Race Report: Defending title at Ironman 70.3 Ohio

O-H

You know that feeling when you’re FAF (fit as…) heading into a race, you’re healthy and you just know you’re going to crush it? That’s just not how I felt leading into my bid to defend my title at Ironman Ohio 70.3. I wasn’t UNfit for UNhealthy and if you asked me before the race, I would have told you I was “fine.” But a couple bouts with illness and one or two niggles leading up to the race definitely axed some key sessions that would have helped not only fitness, but confidence.

And what better way to get over a case of the “maybes” than a little home cookin’?

Literally.

The race venue is twenty minutes from the house I grew up in. What makes this race so special is not only the course familiarity, but the unwavering support of my family while I’m home. There was not a single thing that wasn’t covered from the second I landed at Columbus Port International, all the way to the start line, where my dad zipped up my Roka wetsuit. And it was that extra energy I would have spent on logistics, food or other details, that I was able to use in getting my mind and body right.

By the time I was wading in the water with the rest of the guys waiting for the gun, I was…how do they say, “finna to get after it.”

▶ **Written task 1**: Extract the portion of the race report between "And what better" and "and body right.", inclusive.
▶ **Written task 2**: Summarize the race report in two sentences.
Rely solely on the race report as your source.

(Stored dataset items)
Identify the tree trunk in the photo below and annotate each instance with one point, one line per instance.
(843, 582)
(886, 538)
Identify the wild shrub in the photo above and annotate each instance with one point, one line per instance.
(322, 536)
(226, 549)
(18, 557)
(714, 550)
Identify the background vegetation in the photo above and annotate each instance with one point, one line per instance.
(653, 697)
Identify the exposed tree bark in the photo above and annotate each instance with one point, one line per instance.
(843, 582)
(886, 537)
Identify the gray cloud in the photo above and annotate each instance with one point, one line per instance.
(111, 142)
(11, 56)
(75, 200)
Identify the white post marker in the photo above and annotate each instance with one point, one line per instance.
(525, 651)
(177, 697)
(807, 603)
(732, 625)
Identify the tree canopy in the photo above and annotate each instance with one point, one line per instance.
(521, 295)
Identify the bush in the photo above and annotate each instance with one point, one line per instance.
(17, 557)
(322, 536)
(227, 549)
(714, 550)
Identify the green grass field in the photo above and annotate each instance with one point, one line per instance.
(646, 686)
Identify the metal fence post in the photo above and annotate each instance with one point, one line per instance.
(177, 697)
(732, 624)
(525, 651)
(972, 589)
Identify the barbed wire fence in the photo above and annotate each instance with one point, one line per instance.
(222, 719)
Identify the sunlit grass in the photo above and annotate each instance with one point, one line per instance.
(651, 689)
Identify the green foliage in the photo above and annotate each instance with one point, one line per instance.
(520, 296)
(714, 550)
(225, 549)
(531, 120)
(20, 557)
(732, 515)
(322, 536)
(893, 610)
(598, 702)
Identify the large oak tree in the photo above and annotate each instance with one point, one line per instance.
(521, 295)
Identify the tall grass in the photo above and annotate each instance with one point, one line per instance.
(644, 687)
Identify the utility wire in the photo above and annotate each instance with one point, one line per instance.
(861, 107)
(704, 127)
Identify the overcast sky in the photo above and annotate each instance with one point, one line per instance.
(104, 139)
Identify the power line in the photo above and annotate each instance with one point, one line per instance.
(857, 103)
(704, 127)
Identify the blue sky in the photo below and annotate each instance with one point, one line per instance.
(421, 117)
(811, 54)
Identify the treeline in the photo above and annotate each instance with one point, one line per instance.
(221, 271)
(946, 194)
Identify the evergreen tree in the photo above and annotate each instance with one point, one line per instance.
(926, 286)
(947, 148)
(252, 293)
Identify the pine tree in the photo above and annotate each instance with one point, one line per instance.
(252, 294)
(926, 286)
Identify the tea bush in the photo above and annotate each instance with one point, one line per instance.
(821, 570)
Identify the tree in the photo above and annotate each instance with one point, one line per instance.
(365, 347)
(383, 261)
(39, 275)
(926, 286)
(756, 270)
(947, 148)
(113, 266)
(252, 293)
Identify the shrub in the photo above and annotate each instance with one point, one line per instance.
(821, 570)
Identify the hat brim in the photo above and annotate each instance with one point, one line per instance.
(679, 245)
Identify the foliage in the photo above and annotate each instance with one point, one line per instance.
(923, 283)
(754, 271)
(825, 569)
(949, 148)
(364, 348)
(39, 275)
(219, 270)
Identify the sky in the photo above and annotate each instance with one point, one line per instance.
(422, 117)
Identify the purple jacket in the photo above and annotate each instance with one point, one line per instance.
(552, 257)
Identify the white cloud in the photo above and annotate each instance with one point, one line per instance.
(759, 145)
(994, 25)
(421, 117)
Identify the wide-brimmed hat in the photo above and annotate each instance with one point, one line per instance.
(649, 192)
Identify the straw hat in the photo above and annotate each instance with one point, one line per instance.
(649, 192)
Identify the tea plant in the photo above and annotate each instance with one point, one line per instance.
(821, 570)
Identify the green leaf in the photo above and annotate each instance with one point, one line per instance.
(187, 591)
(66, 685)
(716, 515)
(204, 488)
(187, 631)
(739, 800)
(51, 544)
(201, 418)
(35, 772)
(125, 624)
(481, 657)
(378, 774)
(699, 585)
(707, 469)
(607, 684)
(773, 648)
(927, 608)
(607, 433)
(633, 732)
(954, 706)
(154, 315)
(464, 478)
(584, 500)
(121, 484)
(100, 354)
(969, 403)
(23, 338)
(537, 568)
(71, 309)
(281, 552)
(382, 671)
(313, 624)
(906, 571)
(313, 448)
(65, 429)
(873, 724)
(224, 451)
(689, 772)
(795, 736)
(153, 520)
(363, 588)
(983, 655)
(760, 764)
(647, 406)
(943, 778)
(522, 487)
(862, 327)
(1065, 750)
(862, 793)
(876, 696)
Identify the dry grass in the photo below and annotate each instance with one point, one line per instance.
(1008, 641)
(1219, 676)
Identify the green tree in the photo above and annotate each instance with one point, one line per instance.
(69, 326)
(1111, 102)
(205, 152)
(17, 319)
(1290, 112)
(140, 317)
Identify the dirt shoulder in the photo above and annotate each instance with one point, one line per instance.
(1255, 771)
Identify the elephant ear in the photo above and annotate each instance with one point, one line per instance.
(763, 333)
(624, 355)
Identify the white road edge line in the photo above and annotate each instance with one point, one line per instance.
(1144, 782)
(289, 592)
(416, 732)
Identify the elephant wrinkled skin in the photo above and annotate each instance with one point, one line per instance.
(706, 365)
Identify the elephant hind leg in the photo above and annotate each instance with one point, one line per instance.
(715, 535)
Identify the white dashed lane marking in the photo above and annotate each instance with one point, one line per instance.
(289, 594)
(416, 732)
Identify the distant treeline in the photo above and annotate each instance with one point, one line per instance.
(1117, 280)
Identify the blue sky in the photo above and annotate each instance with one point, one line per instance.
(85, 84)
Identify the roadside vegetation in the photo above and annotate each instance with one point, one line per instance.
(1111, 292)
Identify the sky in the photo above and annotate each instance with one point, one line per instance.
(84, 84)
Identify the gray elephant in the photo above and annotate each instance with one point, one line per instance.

▶ **Expected output 1**:
And what better way to get over a case of the “maybes” than a little home cookin’?

Literally.

The race venue is twenty minutes from the house I grew up in. What makes this race so special is not only the course familiarity, but the unwavering support of my family while I’m home. There was not a single thing that wasn’t covered from the second I landed at Columbus Port International, all the way to the start line, where my dad zipped up my Roka wetsuit. And it was that extra energy I would have spent on logistics, food or other details, that I was able to use in getting my mind and body right.

▶ **Expected output 2**: The author approached the title defense at Ironman 70.3 Ohio without full confidence, because bouts of illness and a few niggles had cut key training sessions. Racing twenty minutes from the childhood home, with family covering everything from landing in Columbus to the start line, let the author spend that saved energy on getting mind and body ready, and by the start the author felt prepared to get after it.